-- start of Material for this exercise --

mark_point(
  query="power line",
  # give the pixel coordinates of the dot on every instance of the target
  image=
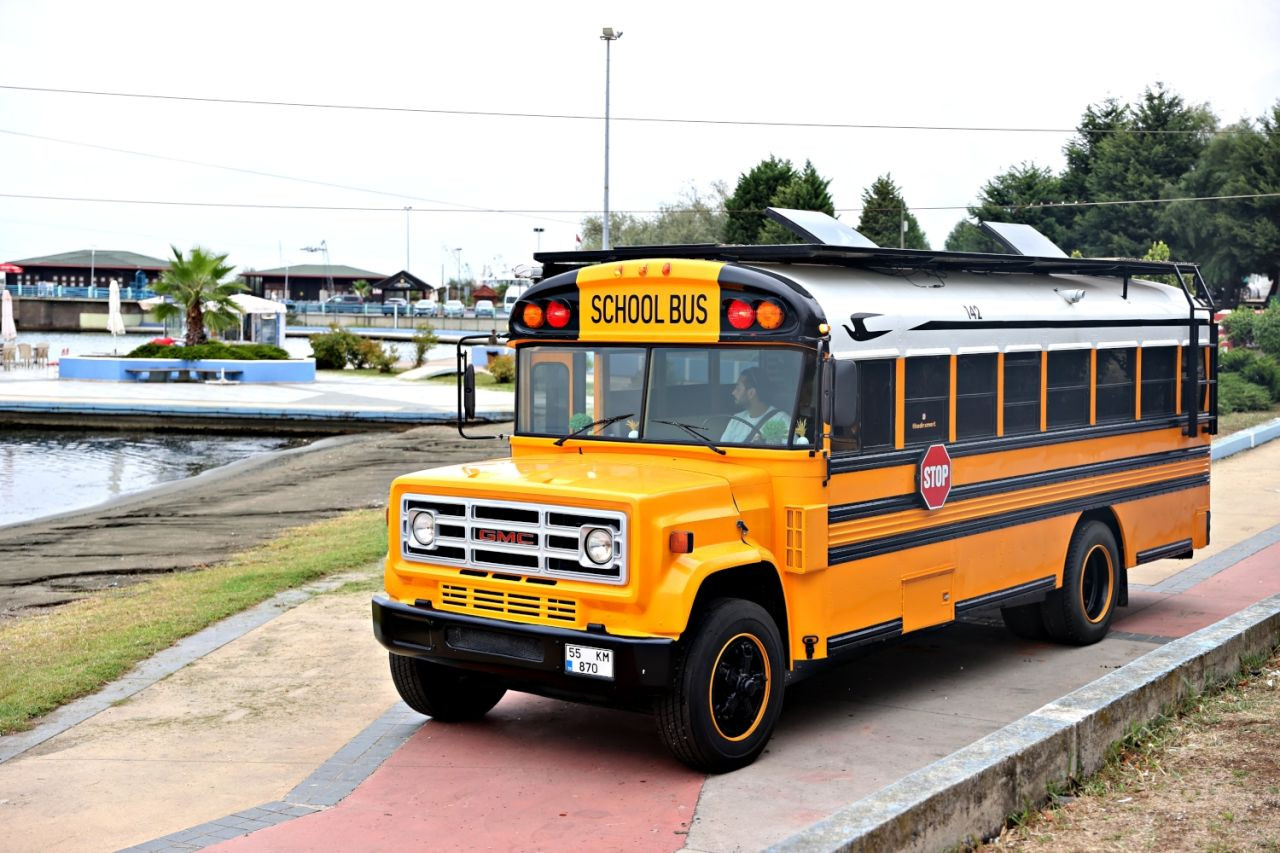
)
(581, 117)
(563, 210)
(240, 169)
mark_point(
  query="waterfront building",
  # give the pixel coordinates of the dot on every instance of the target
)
(87, 268)
(306, 282)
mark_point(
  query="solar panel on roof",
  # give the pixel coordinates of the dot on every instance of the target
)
(817, 227)
(1023, 240)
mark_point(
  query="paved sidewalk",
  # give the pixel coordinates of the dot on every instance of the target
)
(293, 728)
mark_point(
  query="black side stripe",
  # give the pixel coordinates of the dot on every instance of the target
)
(942, 533)
(900, 502)
(872, 460)
(1171, 550)
(863, 635)
(1019, 594)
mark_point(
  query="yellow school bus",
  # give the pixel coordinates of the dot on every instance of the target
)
(734, 465)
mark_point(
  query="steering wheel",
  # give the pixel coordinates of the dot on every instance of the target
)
(754, 428)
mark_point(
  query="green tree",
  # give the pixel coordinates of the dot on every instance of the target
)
(1233, 237)
(696, 217)
(883, 214)
(199, 291)
(755, 191)
(1162, 141)
(805, 191)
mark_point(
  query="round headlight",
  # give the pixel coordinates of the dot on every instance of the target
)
(423, 524)
(599, 546)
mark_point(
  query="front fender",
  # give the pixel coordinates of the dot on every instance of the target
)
(673, 598)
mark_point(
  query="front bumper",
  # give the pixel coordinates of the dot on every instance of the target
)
(529, 657)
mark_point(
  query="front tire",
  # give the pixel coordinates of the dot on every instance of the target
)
(443, 693)
(726, 690)
(1080, 611)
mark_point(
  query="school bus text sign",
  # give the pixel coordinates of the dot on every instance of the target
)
(632, 306)
(935, 477)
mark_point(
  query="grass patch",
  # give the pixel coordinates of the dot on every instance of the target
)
(50, 658)
(1238, 420)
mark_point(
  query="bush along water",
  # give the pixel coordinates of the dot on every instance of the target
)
(211, 350)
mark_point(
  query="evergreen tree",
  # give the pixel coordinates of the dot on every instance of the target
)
(755, 191)
(1233, 237)
(807, 191)
(1169, 137)
(883, 213)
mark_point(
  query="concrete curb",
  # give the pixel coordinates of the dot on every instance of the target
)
(970, 793)
(1244, 439)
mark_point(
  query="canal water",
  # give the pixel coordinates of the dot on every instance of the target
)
(80, 343)
(48, 471)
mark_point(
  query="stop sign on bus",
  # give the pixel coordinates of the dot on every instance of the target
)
(935, 477)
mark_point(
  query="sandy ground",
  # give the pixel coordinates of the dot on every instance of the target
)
(201, 520)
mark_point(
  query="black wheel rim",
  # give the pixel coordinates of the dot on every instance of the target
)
(740, 687)
(1097, 578)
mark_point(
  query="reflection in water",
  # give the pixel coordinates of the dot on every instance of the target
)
(48, 471)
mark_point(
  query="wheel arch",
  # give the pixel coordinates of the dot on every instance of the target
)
(1107, 516)
(758, 583)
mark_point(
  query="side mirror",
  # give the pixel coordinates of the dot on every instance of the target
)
(469, 392)
(844, 413)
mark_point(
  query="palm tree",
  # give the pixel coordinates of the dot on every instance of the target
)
(195, 283)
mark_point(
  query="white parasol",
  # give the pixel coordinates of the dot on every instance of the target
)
(114, 319)
(8, 331)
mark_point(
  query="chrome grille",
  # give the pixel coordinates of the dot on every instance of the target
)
(525, 539)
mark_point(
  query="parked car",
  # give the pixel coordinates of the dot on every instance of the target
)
(343, 304)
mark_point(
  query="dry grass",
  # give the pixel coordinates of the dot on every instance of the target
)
(1207, 779)
(50, 658)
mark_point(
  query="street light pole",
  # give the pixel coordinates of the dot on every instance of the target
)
(406, 237)
(609, 36)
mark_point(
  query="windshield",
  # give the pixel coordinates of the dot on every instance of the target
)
(753, 396)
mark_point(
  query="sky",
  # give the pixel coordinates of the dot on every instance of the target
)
(480, 185)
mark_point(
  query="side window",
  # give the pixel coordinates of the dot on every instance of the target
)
(976, 396)
(1159, 381)
(1115, 384)
(1022, 392)
(549, 398)
(873, 425)
(928, 400)
(1068, 388)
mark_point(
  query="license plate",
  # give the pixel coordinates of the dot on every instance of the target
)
(588, 660)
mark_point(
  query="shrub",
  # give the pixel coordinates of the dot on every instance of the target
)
(1252, 366)
(1238, 325)
(210, 350)
(502, 369)
(424, 338)
(1235, 393)
(1266, 329)
(373, 354)
(333, 350)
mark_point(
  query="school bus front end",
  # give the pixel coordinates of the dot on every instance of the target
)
(632, 548)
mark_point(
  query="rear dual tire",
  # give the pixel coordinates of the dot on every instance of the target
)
(1080, 611)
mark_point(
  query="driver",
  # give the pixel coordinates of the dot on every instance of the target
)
(758, 422)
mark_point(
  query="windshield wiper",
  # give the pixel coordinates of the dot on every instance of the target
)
(691, 430)
(602, 423)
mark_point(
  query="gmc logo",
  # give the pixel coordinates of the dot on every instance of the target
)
(506, 537)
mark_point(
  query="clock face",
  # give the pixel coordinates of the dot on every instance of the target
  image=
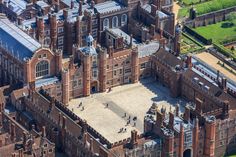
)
(148, 49)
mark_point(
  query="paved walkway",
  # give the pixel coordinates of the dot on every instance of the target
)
(132, 99)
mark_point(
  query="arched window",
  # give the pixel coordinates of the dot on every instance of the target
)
(42, 69)
(47, 42)
(105, 23)
(114, 22)
(123, 19)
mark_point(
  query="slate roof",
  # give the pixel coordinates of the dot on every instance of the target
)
(16, 41)
(17, 6)
(108, 6)
(42, 4)
(148, 49)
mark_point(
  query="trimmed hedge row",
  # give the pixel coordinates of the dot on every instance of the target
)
(224, 51)
(195, 41)
(198, 36)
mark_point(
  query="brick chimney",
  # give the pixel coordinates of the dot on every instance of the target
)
(159, 118)
(177, 110)
(43, 131)
(187, 114)
(195, 137)
(153, 10)
(224, 84)
(181, 140)
(199, 104)
(134, 138)
(80, 8)
(171, 120)
(226, 108)
(72, 4)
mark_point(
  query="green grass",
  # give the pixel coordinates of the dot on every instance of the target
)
(189, 2)
(217, 33)
(207, 7)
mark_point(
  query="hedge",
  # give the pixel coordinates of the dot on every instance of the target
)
(198, 36)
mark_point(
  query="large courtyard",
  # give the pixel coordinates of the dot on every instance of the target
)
(105, 112)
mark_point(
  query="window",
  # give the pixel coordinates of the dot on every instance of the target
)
(114, 22)
(94, 63)
(47, 32)
(94, 73)
(47, 41)
(60, 40)
(127, 70)
(74, 83)
(143, 65)
(95, 21)
(60, 47)
(79, 82)
(60, 30)
(123, 19)
(42, 69)
(105, 23)
(120, 71)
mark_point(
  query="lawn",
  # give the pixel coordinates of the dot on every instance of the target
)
(207, 7)
(217, 33)
(189, 45)
(190, 2)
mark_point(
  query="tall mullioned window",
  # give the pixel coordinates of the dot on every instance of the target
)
(105, 23)
(42, 69)
(123, 19)
(114, 22)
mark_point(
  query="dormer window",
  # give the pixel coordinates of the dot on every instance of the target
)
(115, 22)
(105, 23)
(123, 19)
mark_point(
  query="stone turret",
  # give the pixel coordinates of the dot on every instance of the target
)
(78, 34)
(58, 58)
(86, 74)
(209, 147)
(102, 69)
(53, 30)
(40, 29)
(65, 87)
(135, 65)
(181, 140)
(195, 137)
(178, 32)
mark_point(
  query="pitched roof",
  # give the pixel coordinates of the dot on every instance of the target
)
(17, 42)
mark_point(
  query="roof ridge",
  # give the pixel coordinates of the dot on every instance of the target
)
(9, 24)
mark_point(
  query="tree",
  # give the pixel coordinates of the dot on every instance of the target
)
(232, 18)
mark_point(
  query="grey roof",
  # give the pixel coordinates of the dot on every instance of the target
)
(42, 4)
(17, 6)
(17, 42)
(108, 6)
(88, 50)
(72, 15)
(159, 13)
(46, 81)
(152, 143)
(125, 36)
(68, 3)
(178, 121)
(148, 49)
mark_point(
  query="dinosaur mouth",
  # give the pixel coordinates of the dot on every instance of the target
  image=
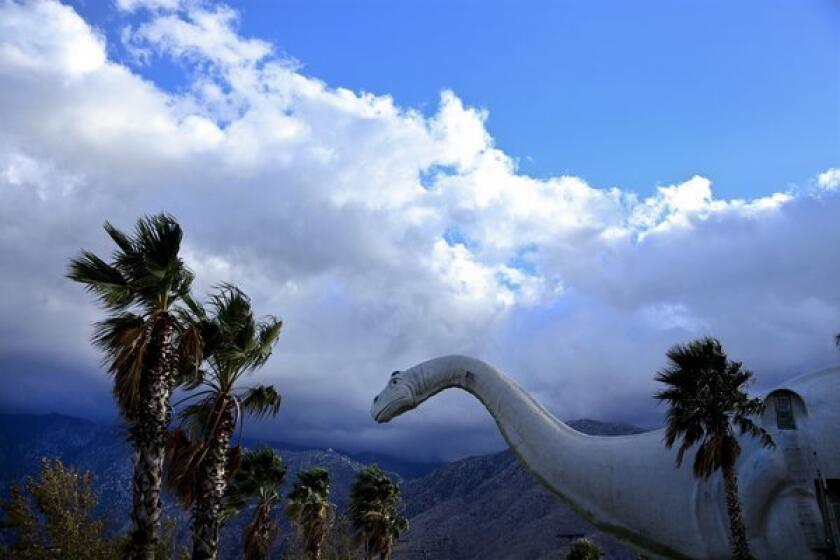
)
(392, 410)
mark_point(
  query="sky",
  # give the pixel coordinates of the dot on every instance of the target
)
(563, 189)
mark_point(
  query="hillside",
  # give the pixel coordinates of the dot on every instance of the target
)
(485, 507)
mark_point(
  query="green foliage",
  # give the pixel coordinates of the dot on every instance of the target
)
(309, 508)
(708, 400)
(259, 478)
(583, 549)
(53, 517)
(144, 279)
(375, 508)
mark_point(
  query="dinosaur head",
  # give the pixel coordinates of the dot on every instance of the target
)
(398, 396)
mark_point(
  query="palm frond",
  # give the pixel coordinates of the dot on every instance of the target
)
(106, 282)
(181, 465)
(706, 394)
(261, 400)
(124, 338)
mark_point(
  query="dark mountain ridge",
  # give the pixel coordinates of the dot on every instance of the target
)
(485, 507)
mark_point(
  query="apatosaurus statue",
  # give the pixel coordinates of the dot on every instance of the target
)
(629, 486)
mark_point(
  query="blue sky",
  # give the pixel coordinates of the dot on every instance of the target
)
(649, 173)
(636, 94)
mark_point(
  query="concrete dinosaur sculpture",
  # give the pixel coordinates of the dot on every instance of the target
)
(628, 486)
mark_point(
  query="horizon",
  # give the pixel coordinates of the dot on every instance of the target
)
(393, 200)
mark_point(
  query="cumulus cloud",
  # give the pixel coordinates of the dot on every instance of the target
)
(382, 237)
(830, 179)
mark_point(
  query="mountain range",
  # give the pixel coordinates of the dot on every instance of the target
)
(484, 507)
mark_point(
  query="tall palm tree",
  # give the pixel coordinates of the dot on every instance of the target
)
(309, 508)
(144, 344)
(375, 512)
(201, 459)
(708, 401)
(259, 477)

-- end of Material for this exercise --

Challenge: Output the stretch of the listing from its start through the line containing "(1023, 240)" as a Markdown table with the columns No. and Text, one numbered row per line, with blank lines left out. Leave the pictures out of the answer.

Reply:
| No. | Text |
|---|---|
| 1 | mark_point( |
| 2 |   query="power line", |
| 3 |   # give the pixel coordinates of the dot on every instance of the target |
| 4 |   image= |
| 5 | ) |
| 6 | (581, 117) |
| 7 | (563, 210) |
| 8 | (240, 169) |
| 9 | mark_point( |
| 10 |   query="waterfront building", |
| 11 |   # give the pixel coordinates of the dot on every instance of the target |
| 12 | ) |
| 13 | (87, 268) |
| 14 | (306, 282) |
| 15 | mark_point( |
| 16 |   query="solar panel on roof", |
| 17 |   # give the pixel coordinates of the dot on every instance of the target |
| 18 | ) |
| 19 | (817, 227) |
| 20 | (1023, 240) |